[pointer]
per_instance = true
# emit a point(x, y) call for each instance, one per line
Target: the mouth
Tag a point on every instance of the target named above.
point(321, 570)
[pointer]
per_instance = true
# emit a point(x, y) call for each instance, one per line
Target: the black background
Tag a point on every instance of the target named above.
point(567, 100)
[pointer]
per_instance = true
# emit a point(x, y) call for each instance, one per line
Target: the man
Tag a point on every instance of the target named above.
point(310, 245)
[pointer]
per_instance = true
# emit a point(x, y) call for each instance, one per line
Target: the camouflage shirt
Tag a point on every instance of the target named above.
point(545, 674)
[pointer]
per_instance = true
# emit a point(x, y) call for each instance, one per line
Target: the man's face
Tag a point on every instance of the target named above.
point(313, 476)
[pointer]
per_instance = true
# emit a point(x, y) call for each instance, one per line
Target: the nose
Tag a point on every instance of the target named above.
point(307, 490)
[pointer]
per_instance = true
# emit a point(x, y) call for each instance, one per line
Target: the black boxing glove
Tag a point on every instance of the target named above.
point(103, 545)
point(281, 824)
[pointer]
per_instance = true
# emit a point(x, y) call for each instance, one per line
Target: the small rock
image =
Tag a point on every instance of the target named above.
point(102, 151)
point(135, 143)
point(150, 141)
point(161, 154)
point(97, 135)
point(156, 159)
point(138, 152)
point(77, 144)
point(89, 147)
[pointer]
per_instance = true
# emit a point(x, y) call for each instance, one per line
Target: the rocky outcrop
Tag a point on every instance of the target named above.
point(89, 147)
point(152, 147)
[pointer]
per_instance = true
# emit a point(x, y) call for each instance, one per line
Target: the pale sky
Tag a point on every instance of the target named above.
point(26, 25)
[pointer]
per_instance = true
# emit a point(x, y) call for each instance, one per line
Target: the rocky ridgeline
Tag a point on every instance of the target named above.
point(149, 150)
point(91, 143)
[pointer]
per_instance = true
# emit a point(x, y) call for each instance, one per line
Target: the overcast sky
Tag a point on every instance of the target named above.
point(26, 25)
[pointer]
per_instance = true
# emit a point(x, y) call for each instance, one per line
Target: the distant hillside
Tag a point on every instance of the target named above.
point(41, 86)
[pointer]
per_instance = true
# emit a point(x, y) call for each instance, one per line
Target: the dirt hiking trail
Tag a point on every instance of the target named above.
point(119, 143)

--

> _WORK TO COMPLETE_: Return the whole listing exactly, with every line included.

> _WRITTEN SOLUTION_:
[pointer]
per_instance = true
# emit a point(x, y) call for each instance, one per line
Target: the mouth
Tag a point on every instance of the target named above.
point(321, 570)
[pointer]
per_instance = true
# emit a point(x, y) call for each instance, one per line
Target: the black background
Tag a point on every instance of the target named above.
point(567, 100)
[pointer]
per_instance = true
# emit a point(x, y) call for each instance, one per line
Target: the man
Tag a point on every instance of the target named above.
point(310, 245)
[pointer]
per_instance = true
# emit a point(x, y) call for each instance, one per line
Target: the camouflage shirt
Tag a point on every instance of the target named above.
point(545, 674)
[pointer]
per_instance = true
# emit a point(x, y) call for each instance, one per line
Target: the man's face
Tag a point on every instance of the target named above.
point(313, 476)
[pointer]
per_instance = true
# emit a point(x, y) call for each instance, one per line
Target: the nose
Tag a point on every instance of the target named above.
point(307, 490)
[pointer]
per_instance = true
# emit a point(x, y) call for each instance, one per line
Target: the black boxing glove
Tag a point on every instance of the target named above.
point(103, 545)
point(281, 824)
[pointer]
per_instance = true
# emit a point(x, y) call for each instance, one per line
Target: the small rock
image =
Tag a point on every instance of the target named above.
point(102, 151)
point(135, 143)
point(150, 141)
point(161, 154)
point(97, 135)
point(156, 159)
point(138, 152)
point(77, 144)
point(89, 147)
[pointer]
per_instance = true
# emit a point(x, y) call for each instance, one per line
Target: the rocky outcrop
Tag a point on every instance of the target named above.
point(89, 147)
point(152, 147)
[pointer]
per_instance = true
# emit a point(x, y) call for each instance, one per line
Target: the pale sky
Tag a point on every instance of the target named above.
point(26, 25)
[pointer]
per_instance = true
# emit a point(x, y) call for each instance, one per line
Target: the rocky ridgeline
Tag a point on every instance of the target named above.
point(149, 150)
point(91, 143)
[pointer]
per_instance = true
# emit a point(x, y) call for each instance, one per line
Target: the overcast sky
Tag a point on every instance of the target named above.
point(26, 25)
[pointer]
per_instance = true
# emit a point(x, y) call for each instance, one per line
Target: the distant hillside
Tag a point on every instance of the target named above.
point(41, 86)
[pointer]
per_instance = true
# emit a point(x, y) call for each instance, one per line
Target: the dirt hiking trail
Tag a point on every instance of the target named above.
point(119, 143)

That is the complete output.